— start of PROVIDED TEXT —

I’ve had a busy couple of weeks writing wise, with a short story (Gleanings) out at the London Magazine and three non-fiction pieces in quick succession at the Irish Times on rebel music, housing, and Fianna Fáil. Gleanings is a story I wrote almost five years ago, and which had been rejected from dozens of places. It’s a fairly grim revenge story. I’m really selling it here. I stuck with it because I loved it, which is enough reason to do anything, really.
I’m still open for commissions at jackosiochain@gmail.com.
I started shooting film – taking photos on 35mm – in the summer of 2012, a couple of months after Kodak declared bankruptcy. I was living in New York City, unemployed, stop me if you’ve heard this one before. I had started to feel that without a focus, the days were slipping away from me, forming no permanent residue of memories. The question arises in these pivotal moments in your life: what if you have no epiphany? What if nothing happens to you? What if you go on a journey and return exactly the same as you were? Well, you can always take pictures, and then at least you’ll have something to point to.

— end of PROVIDED TEXT —

Continue the post about writing and taking up film photography, starting after its last sentence. The entries that follow come from a separate source and are unrelated to the post above.

— start of EXTRACTED MATERIAL —

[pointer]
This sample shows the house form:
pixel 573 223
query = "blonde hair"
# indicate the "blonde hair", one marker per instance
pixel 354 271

— end of EXTRACTED MATERIAL —

* _EXERCISE RESPONSE_
A basic digital point-and-shoot cost a few hundred dollars, which I didn’t have. A cheap plastic film camera cost exactly $48.50 (about three and a half packs of Newport cigarettes), including a roll of Lomography Lomo 400.1 My friend, exasperated on seeing the bright blue Holga, sighed, “please tell me you didn’t buy a camera in Urban Outfitters.” I had.
(New York, 2012)
The Holga was a Chinese-made bargain basement camera, originally for larger 120 film. By the times I bought one, the 135 model was a fashionable accessory for cool kids in Berlin and Brooklyn.2 I used it, inexpertly at first, to document my walks around the city. Interesting graffiti, the Brooklyn Bridge at sunrise, the distant speck of the Statue of Liberty in the blurry 47mm lens.3 Yes, all these things were clichés, but they weren’t clichés to me then.
(The downtown Manhattan skyline, 2012. One World Trade Centre, unfinished, is visible in the right of the picture)
But wait, that’s not true. I started shooting film years earlier, in 2004, on an Olympus Trip 35 owned by my aunt. I took pictures of a bog in Wexford, and a few gaelic football matches at my secondary school, where other kids made fun of me for using a camera from the eighties. They probably didn’t even make fun of me that much, but my pride didn’t allow me to continue, and so the camera went back, dreams forgotten.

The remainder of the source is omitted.